• _Work instructions_:
From the piece below about dogs for wounded veterans, pull out the words between "New England Assistance" and "on and off.", inclusive.

The Buzz

Dog walkers, pitching Future Combat Systems and selling civil service.

Dog Walkers

More than previous military conflicts, fighting in Iraq is producing a large number of veterans with serious injuries. The good news is that body armor and improved medical care mean soldiers are surviving even grievous wounds. The bad news is that many are leaving the military missing limbs. That's where dogs come in.

New England Assistance Dog Services, which since 1976 has provided dogs to aid people with disabilities, has created Canines for Combat Veterans, a program to train pooches to work with vets who have lost legs. The dogs help vets balance while they walk using prosthetics. When their owners transfer to their wheelchairs, the dogs pick up things, retrieve, pull the chairs and turn lights on and off.

NEADS was invited to visit Walter Reed Army Hospital in May 2006 and interviewed candidates to receive dogs in August. Roland Paquette of New Mexico was the first to get a dog, Rainbow, a Labrador retriever. Paquette lost both legs when the Humvee he was riding in rolled over an improvised explosive device in Afghanistan in December 2004.

It costs upwards of $10,000 to train the dogs, so recipients are expected to help raise about $9,500 each with NEADS' help.

• _Recorded information_:
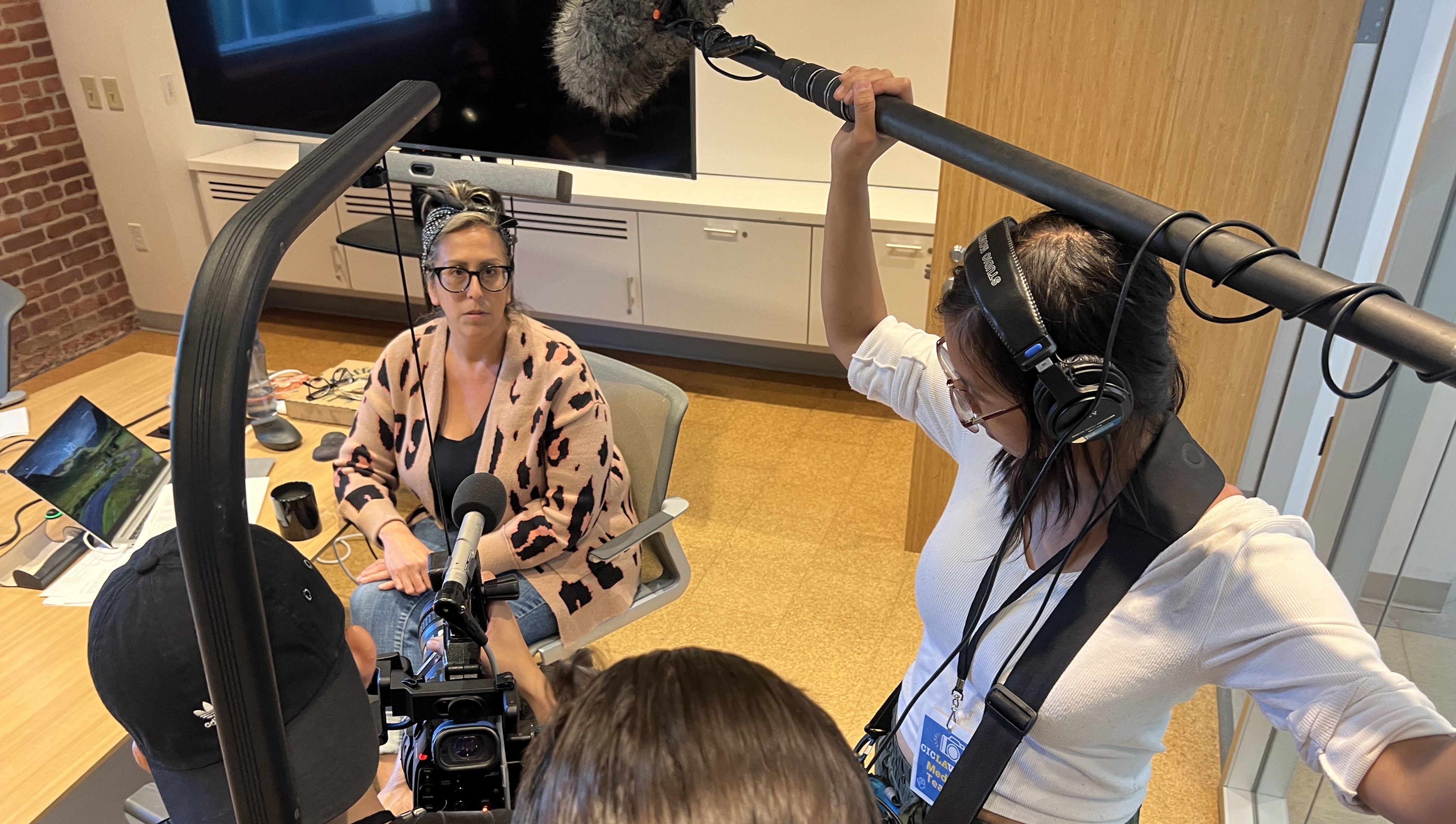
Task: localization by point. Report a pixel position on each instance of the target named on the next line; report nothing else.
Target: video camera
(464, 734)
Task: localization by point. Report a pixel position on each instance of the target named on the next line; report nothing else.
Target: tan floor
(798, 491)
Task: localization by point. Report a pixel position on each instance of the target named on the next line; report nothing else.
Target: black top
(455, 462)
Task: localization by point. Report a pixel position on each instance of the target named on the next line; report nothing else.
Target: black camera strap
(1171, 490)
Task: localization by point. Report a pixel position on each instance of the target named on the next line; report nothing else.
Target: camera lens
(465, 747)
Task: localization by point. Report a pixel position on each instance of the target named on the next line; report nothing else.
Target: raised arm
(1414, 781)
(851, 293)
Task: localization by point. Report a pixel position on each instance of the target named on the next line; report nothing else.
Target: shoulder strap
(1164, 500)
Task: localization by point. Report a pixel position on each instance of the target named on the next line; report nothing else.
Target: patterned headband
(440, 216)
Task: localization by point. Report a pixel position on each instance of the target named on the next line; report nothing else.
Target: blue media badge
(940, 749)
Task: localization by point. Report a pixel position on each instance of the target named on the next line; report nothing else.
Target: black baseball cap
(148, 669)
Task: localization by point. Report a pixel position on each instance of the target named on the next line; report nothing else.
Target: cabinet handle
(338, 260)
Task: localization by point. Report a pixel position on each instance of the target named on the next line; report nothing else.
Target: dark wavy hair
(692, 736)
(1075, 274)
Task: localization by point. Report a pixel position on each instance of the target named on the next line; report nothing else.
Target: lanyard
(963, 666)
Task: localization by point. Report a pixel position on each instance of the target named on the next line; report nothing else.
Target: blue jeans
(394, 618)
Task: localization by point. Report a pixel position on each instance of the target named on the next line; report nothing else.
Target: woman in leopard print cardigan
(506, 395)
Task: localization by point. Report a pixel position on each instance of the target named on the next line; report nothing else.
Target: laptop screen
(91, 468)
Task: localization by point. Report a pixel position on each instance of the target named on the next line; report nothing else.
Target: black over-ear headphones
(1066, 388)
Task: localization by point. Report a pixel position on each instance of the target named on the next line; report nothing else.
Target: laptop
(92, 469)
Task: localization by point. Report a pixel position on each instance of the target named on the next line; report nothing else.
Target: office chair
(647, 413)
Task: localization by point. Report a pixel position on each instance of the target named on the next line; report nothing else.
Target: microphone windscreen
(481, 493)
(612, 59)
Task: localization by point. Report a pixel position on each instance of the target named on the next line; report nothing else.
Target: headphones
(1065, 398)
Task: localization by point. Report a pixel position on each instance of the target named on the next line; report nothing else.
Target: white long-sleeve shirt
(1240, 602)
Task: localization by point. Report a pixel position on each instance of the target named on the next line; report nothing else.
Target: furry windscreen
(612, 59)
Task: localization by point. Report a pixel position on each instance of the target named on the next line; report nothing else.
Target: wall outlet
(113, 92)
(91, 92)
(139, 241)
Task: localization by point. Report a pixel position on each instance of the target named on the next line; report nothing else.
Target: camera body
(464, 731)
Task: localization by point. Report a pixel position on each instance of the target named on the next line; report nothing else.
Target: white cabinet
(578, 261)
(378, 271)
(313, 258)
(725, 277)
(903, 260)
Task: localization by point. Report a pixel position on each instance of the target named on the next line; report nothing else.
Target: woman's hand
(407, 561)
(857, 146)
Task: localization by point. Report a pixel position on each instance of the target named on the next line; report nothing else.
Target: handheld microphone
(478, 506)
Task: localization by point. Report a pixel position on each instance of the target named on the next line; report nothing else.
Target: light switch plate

• _Exercise output_:
New England Assistance Dog Services, which since 1976 has provided dogs to aid people with disabilities, has created Canines for Combat Veterans, a program to train pooches to work with vets who have lost legs. The dogs help vets balance while they walk using prosthetics. When their owners transfer to their wheelchairs, the dogs pick up things, retrieve, pull the chairs and turn lights on and off.